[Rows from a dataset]
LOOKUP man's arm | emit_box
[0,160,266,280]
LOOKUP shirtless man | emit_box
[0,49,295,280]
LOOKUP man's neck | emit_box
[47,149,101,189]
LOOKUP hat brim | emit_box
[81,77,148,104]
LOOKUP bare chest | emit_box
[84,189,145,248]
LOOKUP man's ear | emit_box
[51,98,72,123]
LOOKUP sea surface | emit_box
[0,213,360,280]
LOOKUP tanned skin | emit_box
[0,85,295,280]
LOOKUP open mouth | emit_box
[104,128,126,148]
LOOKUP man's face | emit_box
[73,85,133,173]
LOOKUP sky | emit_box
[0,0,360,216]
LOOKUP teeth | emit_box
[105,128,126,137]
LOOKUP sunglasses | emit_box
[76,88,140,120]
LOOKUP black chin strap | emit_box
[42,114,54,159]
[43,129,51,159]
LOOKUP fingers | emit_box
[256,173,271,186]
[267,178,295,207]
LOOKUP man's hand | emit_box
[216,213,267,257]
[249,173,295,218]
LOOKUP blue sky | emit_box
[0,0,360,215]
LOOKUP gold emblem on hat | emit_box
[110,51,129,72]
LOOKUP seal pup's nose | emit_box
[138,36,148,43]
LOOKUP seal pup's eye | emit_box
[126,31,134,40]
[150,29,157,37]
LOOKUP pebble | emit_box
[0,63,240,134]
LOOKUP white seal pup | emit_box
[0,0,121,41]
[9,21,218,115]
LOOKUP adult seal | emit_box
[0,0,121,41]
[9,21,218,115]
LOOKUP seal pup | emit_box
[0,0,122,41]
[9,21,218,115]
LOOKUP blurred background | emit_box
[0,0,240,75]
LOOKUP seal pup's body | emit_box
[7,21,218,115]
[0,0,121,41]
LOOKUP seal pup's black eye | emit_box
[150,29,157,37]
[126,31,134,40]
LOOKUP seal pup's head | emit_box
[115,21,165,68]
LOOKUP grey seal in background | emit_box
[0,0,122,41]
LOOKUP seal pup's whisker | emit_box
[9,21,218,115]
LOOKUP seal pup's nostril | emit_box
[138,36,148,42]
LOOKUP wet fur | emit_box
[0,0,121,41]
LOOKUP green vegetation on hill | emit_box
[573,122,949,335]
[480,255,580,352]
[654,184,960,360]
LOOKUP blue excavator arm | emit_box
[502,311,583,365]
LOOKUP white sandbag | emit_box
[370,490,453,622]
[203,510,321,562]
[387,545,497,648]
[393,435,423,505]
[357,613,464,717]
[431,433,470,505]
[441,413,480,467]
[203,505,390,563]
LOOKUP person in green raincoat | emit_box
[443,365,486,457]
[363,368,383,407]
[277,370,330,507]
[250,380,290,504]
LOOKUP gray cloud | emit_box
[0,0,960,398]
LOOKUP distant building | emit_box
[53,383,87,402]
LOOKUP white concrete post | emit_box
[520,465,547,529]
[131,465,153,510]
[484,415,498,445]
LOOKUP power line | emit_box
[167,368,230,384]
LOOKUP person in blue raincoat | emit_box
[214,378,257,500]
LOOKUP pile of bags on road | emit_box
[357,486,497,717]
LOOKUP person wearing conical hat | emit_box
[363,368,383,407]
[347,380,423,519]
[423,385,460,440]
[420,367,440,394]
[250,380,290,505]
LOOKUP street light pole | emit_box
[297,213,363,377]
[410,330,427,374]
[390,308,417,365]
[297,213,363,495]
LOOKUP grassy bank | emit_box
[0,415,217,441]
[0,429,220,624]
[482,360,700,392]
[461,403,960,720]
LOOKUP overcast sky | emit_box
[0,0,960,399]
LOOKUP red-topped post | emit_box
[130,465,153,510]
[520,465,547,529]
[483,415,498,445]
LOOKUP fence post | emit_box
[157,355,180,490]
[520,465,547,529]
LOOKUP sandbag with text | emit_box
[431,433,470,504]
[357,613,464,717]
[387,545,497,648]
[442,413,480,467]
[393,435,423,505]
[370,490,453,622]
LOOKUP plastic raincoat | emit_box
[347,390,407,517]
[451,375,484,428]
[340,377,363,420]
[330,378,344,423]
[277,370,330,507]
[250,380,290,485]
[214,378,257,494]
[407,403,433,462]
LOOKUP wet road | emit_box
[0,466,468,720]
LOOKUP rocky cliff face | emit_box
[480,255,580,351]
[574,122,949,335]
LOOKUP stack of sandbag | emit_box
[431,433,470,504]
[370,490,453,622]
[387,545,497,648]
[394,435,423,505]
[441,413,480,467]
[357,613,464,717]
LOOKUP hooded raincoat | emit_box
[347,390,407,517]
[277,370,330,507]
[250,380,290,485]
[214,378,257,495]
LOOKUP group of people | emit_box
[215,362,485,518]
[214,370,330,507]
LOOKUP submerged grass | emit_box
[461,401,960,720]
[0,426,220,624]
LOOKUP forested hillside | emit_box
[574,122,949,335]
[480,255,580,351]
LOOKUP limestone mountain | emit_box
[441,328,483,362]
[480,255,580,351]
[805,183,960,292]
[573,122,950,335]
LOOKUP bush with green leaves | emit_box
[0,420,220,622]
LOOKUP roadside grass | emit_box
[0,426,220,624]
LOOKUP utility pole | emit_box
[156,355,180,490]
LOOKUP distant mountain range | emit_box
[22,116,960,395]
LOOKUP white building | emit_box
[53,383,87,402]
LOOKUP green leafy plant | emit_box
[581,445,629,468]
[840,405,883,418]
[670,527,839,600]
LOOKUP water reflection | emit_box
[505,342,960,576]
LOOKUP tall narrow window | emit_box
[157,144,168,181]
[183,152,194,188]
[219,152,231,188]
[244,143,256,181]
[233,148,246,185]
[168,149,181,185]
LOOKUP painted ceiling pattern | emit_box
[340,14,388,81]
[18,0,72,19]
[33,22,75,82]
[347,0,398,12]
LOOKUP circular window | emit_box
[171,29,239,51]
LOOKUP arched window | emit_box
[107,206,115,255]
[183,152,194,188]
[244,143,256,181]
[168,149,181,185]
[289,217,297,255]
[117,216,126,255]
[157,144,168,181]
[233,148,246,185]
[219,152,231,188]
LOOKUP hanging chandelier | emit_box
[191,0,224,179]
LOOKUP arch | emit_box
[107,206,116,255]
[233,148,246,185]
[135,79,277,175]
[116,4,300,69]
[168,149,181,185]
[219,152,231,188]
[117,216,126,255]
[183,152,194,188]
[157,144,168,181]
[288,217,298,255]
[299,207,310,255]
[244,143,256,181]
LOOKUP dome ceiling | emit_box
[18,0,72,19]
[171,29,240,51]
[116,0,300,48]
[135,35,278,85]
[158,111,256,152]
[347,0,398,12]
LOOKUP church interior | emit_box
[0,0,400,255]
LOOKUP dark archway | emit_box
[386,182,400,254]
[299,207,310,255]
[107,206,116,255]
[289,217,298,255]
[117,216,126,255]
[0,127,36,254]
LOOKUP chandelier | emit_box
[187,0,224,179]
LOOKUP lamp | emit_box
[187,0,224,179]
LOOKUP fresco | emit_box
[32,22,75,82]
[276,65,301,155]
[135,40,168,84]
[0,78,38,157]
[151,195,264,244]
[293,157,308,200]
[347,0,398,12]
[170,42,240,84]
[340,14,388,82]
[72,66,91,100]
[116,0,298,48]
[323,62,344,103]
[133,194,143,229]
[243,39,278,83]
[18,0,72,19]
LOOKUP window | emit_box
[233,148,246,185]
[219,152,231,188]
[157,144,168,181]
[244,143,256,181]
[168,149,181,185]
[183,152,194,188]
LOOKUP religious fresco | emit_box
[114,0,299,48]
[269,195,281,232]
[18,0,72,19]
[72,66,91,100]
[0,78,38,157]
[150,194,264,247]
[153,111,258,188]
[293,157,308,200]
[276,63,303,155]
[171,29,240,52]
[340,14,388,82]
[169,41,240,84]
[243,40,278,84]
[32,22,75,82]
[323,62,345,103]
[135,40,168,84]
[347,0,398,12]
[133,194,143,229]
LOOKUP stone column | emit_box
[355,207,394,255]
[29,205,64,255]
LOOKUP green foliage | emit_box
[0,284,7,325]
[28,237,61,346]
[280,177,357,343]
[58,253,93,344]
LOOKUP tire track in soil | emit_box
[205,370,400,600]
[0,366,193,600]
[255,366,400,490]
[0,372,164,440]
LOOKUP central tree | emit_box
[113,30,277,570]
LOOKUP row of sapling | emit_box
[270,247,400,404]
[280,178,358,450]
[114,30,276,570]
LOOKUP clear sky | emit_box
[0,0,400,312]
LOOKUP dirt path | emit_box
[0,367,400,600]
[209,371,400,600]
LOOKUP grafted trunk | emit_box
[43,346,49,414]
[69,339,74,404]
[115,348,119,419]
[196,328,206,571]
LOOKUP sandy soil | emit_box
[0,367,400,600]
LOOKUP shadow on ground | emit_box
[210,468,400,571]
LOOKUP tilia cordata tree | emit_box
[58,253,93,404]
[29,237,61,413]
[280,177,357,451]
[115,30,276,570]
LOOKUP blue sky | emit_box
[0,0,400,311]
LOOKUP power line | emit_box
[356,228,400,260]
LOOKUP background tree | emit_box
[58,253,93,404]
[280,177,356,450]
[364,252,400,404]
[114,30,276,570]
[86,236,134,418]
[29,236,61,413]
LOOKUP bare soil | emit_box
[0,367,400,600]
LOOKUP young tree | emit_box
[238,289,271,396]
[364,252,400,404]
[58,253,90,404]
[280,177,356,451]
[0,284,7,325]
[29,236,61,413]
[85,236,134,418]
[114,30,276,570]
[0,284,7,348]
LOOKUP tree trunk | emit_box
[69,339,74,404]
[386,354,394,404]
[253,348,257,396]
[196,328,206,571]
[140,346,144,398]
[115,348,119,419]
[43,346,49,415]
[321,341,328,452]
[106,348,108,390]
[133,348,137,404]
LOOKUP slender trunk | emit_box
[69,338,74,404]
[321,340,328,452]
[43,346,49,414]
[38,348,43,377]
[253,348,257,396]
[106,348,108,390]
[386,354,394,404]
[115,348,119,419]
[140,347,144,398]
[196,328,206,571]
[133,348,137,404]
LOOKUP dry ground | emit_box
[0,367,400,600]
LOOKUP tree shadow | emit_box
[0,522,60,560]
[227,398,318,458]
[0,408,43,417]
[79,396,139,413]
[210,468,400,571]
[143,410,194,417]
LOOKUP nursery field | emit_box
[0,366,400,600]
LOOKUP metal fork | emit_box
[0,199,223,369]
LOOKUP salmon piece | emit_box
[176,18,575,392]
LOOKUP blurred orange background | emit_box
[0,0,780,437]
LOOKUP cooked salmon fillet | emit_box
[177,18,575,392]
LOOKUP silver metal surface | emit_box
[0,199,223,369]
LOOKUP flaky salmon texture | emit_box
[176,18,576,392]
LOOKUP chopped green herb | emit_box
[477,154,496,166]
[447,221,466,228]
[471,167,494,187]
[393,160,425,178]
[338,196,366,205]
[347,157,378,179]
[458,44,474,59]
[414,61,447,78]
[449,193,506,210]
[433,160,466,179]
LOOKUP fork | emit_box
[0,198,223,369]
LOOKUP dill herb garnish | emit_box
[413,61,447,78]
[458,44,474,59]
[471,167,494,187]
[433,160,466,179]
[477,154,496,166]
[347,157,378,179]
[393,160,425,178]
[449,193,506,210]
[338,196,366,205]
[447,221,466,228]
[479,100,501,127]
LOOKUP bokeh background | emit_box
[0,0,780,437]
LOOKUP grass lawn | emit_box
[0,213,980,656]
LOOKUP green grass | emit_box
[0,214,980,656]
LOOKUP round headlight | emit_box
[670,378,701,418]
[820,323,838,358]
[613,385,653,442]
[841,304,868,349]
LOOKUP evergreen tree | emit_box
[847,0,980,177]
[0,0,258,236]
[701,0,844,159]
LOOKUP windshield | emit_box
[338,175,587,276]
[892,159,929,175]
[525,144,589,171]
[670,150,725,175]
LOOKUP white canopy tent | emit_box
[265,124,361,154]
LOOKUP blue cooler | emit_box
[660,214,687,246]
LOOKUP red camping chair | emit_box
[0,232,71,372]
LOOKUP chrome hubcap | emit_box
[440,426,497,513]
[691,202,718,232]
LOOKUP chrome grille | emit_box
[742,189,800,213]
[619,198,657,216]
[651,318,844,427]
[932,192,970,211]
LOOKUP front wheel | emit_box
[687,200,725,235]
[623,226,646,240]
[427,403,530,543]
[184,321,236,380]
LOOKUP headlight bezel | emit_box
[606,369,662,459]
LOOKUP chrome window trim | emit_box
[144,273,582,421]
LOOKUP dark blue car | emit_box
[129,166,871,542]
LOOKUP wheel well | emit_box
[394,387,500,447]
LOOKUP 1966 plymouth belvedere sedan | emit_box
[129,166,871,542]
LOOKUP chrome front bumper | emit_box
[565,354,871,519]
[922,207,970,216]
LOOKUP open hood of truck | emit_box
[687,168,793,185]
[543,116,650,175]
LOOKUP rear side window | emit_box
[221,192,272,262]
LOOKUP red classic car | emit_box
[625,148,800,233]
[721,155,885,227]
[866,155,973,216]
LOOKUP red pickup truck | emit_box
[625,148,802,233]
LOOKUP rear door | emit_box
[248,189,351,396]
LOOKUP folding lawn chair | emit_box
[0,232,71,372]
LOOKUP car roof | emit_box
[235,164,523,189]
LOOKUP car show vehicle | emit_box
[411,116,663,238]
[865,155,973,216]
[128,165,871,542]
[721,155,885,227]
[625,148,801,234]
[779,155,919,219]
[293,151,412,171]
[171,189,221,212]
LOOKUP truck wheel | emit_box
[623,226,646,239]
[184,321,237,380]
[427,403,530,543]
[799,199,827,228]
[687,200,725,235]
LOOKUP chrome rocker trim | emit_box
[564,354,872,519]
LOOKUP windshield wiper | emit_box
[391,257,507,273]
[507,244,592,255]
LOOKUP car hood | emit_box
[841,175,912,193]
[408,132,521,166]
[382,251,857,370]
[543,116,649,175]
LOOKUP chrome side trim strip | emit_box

> Instructions to follow: In the rows between the line holding "LOOKUP seal pup's body | emit_box" and the line holding "[502,311,583,365]", inclusive, rename "seal pup's" to "young seal's" and leave everything else unchanged.

> Task response:
LOOKUP young seal's body | emit_box
[7,21,218,115]
[0,0,121,41]
LOOKUP young seal's black eye | emit_box
[150,29,157,37]
[126,31,134,40]
LOOKUP young seal's head | emit_box
[115,21,165,68]
LOOKUP grey seal in background | emit_box
[0,0,122,41]
LOOKUP young seal's whisker | emit_box
[9,21,218,115]
LOOKUP young seal's nostril | emit_box
[138,36,148,42]
LOOKUP wet fur | emit_box
[0,0,121,41]
LOOKUP green vegetation on hill | emit_box
[573,122,949,335]
[480,255,580,352]
[654,184,960,360]
LOOKUP blue excavator arm | emit_box
[502,311,583,365]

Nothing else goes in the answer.